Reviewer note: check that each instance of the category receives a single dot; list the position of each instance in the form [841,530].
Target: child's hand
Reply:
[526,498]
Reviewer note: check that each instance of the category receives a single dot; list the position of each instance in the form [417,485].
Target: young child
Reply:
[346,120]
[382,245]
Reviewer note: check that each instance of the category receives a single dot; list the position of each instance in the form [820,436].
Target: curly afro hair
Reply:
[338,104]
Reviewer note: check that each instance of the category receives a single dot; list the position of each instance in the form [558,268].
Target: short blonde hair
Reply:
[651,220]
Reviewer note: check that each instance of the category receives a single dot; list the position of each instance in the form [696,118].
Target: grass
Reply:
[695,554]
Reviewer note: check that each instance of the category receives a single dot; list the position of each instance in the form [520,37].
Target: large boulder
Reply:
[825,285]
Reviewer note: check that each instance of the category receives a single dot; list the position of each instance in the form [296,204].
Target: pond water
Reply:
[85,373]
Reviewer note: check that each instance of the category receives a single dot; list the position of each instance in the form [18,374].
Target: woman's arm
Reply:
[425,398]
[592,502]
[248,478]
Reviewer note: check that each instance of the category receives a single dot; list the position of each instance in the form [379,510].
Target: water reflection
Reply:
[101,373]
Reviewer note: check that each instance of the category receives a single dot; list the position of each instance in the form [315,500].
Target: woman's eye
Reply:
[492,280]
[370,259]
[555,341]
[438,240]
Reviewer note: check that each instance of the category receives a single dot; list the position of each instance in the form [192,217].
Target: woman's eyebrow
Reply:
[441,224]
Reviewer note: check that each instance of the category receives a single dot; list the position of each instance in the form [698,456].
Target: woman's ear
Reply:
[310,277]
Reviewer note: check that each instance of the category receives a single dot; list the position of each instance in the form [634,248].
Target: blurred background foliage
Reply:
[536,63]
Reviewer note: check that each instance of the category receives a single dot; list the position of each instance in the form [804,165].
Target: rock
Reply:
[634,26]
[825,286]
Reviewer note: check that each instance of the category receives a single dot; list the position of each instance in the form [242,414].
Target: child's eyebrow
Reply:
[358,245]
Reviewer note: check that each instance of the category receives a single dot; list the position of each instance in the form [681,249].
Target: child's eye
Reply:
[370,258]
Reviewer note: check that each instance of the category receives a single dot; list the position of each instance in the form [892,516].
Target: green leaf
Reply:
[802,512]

[Directions]:
Write out the records word for word, starting at the line that contains "the form [242,414]." and stopping after the final line of the records.

[The completed task]:
Reviewer note: check that each instance of the category receives a single dot; list the position of each instance in the form [242,414].
Target: child's eyebrow
Reply:
[358,245]
Reviewer note: check that each instance of the category receives a single dot; list the position of each instance in the form [681,249].
Target: child's eye
Reply:
[370,258]
Reviewer note: check that each instance of the category receives a single dot; list the position of each instance in the form [892,516].
Target: green leaf
Reply:
[802,512]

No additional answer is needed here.